====== Text passage
SAN diagrams maintain this single source of truth. Having to hunt for documentation and diagrams costs organizations time and money. For example, suppose that your SAN goes down after upgrading a switch. Technicians will look at the documentation, do a little triage, realize the cables are swapped, and move them to their proper ports.  

Without documentation, though, diagnosing and fixing that issue could be a nightmare. What if some of the network ports on that switch aren't used? What if a seasoned network person isn't available to help the technician?  

That technician might be stuck trying to tone map network cables to see where those cables go. While that IT tech is tone mapping network cables, they could be fixing other issues. Also, people won’t be able to access the information on that SAN. That means entire departments might be down, and the business could be losing money.

SAN Diagrams Help You Comply with Laws and Regulations

Depending on your industry, it may be a legal requirement to document your network. This is another reason why you should diagram your SAN. In addition, some industries, like the medical or financial industries, must keep a certain level of documentation on hand. This includes IT documentation like SAN diagrams.

Furthermore, the HITECH laws, and other similar regulations, require that organizations prove that they’re taking sufficient steps to keep data safe. Businesses violating those regulations can incur a fine of up to $10,000 per offense. Keep in mind each violation is considered a single customer (or patient for the healthcare industry), so it can get costly.

An easy way to adhere to these regulations is by documenting your IT infrastructure. That includes making a diagram for your SAN. Let's explain further.

First, in the event of an audit, a diagram of your SAN can prove to regulators that you took the steps necessary to secure company data. Infrastructure diagrams can help auditors more easily understand the IT infrastructure you have in place. 

Second, creating a diagram for your SAN setup is an excellent way to audit it yourself. The fine details of an enterprise SAN can be lost in deployment. As a result, it's easy to overlook things. Creating a diagram for your SAN setup can help you identify possible issues in your SAN before regulators or customers discover them for you.
============
====== Supplied data
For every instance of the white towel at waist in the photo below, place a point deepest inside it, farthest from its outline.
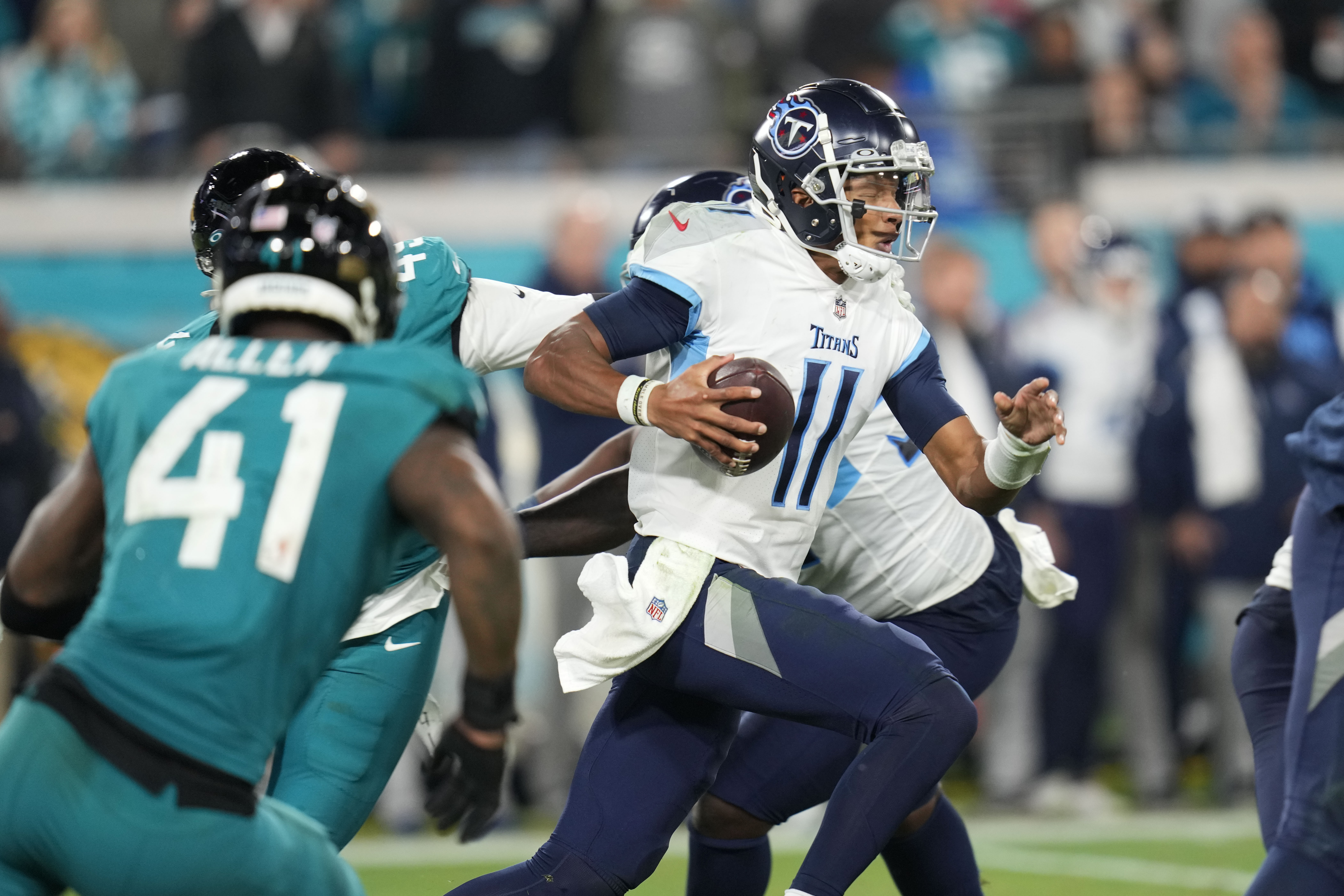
============
- What you are asked to do -
Extract from the SAN diagrams text, verbatim, the portion starting with "That technician might" and going on through "be losing money.".

- Answer box -
That technician might be stuck trying to tone map network cables to see where those cables go. While that IT tech is tone mapping network cables, they could be fixing other issues. Also, people won’t be able to access the information on that SAN. That means entire departments might be down, and the business could be losing money.